Short problem 1 → Reproduce the passage of the Qasim Khanate text from "- Historical era: Early" up to and including "khan Olug Moxammat.".
Short problem 2 → Summarize the Qasim Khanate text in two sentences.

Extract to read →
***

- Map of the Qasim Khanate
- Status: Monarchy
- Capital: Kasimov
- Official languages: Chagatai/Turki (lingua franca, literature); Volga Turki/Old Tatar;
- Other common languages: Kipchak languages
- • 1452–1469: Qasim Khan (first)
- • 1679–1681: Fatima Soltan (last)
- Historical era: Early modern period
- • Established: 1452
- • Disestablished: 1681
| Preceded by | Succeeded by |
| / Golden Horde | Tsardom of Russia / |

= Qasim Khanate =

1452–1681 Tatar vassal state of Russia

The Qasim Khanate (also called Qasimov, Kasimov, or Kasim), also known as the Tsardom of Kasimov (Касимовское царство), was a Tatar-ruled khanate which existed from 1452 until 1681 in the territory of the Russian state. It was located within modern-day Ryazan Oblast with its capital at Kasimov, in the middle course of the Oka River.

It was initially in the sphere of influence of the Grand Principality of Moscow and then was dependent on the Tsardom of Russia. The khanate was established in the lands which Grand Prince Vasily II of Moscow presented in 1452 to the Kazan prince Qasim Khan, son of the first Kazan khan Olug Moxammat.

***

[Dataset rows on where objects appear]

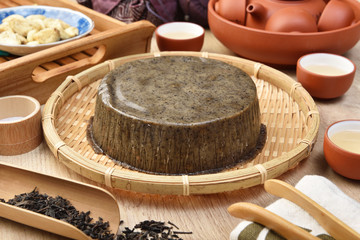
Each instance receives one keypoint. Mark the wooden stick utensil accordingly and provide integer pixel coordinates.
(334, 226)
(255, 213)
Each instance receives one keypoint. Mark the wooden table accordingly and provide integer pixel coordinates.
(205, 215)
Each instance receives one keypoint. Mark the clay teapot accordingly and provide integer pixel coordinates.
(291, 19)
(336, 14)
(258, 12)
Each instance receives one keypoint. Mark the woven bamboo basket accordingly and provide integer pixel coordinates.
(288, 111)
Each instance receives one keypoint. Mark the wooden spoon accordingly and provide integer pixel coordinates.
(255, 213)
(84, 197)
(334, 226)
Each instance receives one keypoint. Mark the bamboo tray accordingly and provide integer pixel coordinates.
(40, 73)
(287, 110)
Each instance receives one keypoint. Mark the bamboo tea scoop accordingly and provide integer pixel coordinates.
(84, 197)
(334, 226)
(255, 213)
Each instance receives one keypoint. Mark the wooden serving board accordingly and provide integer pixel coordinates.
(40, 73)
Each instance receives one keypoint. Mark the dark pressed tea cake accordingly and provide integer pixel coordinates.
(176, 115)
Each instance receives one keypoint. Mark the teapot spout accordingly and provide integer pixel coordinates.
(256, 10)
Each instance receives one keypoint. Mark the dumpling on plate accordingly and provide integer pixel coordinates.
(22, 27)
(11, 38)
(47, 35)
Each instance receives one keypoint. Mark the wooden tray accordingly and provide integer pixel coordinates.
(39, 74)
(287, 110)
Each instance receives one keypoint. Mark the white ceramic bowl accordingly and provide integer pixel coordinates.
(71, 17)
(180, 36)
(343, 157)
(325, 75)
(20, 124)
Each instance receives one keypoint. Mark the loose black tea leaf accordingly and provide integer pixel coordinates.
(62, 209)
(151, 229)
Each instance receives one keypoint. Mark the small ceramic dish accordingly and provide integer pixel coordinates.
(325, 75)
(341, 148)
(20, 124)
(71, 17)
(180, 36)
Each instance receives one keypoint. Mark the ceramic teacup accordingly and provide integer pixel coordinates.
(325, 75)
(20, 124)
(341, 148)
(180, 36)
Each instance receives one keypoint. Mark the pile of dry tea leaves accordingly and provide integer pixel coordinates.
(62, 209)
(153, 230)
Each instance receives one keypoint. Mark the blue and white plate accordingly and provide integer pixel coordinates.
(71, 17)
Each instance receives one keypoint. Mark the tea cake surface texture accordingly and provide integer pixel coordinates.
(176, 115)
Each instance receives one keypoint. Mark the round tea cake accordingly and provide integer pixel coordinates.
(176, 115)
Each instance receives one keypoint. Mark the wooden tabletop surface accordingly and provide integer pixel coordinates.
(205, 215)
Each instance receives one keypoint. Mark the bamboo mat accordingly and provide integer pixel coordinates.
(287, 110)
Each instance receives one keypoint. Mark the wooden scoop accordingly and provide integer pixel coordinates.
(334, 226)
(255, 213)
(84, 197)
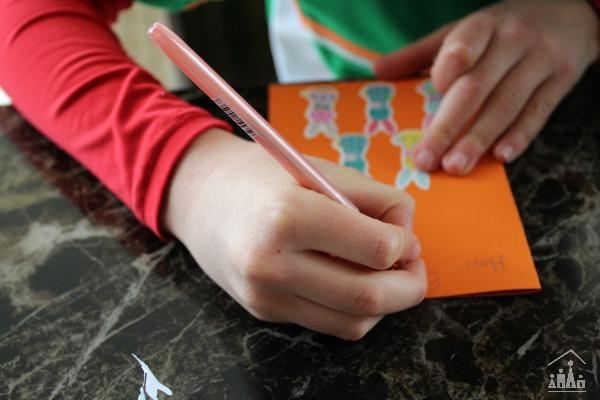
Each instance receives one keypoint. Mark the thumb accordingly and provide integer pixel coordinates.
(412, 58)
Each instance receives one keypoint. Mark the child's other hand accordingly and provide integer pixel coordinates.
(269, 242)
(507, 67)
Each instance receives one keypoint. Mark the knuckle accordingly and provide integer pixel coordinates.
(483, 21)
(540, 108)
(478, 141)
(515, 30)
(383, 249)
(420, 291)
(550, 47)
(459, 53)
(368, 301)
(472, 87)
(408, 202)
(442, 135)
(507, 101)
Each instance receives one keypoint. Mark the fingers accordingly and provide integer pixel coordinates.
(351, 288)
(411, 59)
(286, 307)
(463, 100)
(333, 229)
(531, 120)
(500, 110)
(375, 199)
(462, 48)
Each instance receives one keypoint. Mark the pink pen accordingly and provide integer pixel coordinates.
(242, 113)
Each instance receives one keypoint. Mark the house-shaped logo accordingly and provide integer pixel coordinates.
(566, 380)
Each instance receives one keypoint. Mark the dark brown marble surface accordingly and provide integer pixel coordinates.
(83, 286)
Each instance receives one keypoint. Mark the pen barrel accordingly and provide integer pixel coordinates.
(242, 113)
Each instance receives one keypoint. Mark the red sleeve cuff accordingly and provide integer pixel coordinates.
(159, 173)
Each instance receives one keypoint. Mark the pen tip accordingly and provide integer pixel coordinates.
(153, 28)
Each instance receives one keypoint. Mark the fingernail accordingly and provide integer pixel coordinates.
(508, 153)
(457, 162)
(424, 159)
(416, 251)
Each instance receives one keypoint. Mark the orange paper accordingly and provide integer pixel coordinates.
(472, 239)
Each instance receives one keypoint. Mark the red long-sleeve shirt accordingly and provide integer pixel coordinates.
(68, 75)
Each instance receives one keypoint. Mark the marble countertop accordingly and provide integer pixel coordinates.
(83, 286)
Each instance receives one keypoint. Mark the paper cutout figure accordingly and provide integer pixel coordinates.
(433, 98)
(458, 219)
(407, 140)
(353, 151)
(151, 385)
(380, 114)
(320, 112)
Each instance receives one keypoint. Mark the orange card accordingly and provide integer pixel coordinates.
(471, 235)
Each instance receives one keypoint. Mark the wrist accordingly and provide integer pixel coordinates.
(202, 157)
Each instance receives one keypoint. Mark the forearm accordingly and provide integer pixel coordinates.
(68, 75)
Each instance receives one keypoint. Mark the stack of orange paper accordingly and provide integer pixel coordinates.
(472, 238)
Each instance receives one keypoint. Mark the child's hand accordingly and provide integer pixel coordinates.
(506, 67)
(270, 243)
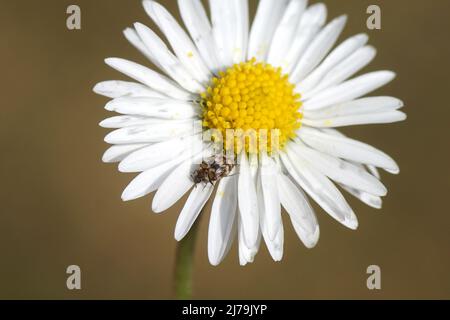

***

Exercise solution 1 →
- Historical era: Early modern period
- • Established: 1452
- • Disestablished: 1681
| Preceded by | Succeeded by |
| / Golden Horde | Tsardom of Russia / |

= Qasim Khanate =

1452–1681 Tatar vassal state of Russia

The Qasim Khanate (also called Qasimov, Kasimov, or Kasim), also known as the Tsardom of Kasimov (Касимовское царство), was a Tatar-ruled khanate which existed from 1452 until 1681 in the territory of the Russian state. It was located within modern-day Ryazan Oblast with its capital at Kasimov, in the middle course of the Oka River.

It was initially in the sphere of influence of the Grand Principality of Moscow and then was dependent on the Tsardom of Russia. The khanate was established in the lands which Grand Prince Vasily II of Moscow presented in 1452 to the Kazan prince Qasim Khan, son of the first Kazan khan Olug Moxammat.

Exercise solution 2 → The Qasim Khanate, also known as the Tsardom of Kasimov, was a Tatar-ruled khanate that existed from 1452 to 1681 in the territory of the Russian state, with its capital at Kasimov on the middle course of the Oka River in what is now Ryazan Oblast. It was founded on lands that Grand Prince Vasily II of Moscow gave in 1452 to the Kazan prince Qasim Khan, and it was first in the sphere of influence of the Grand Principality of Moscow and later dependent on the Tsardom of Russia.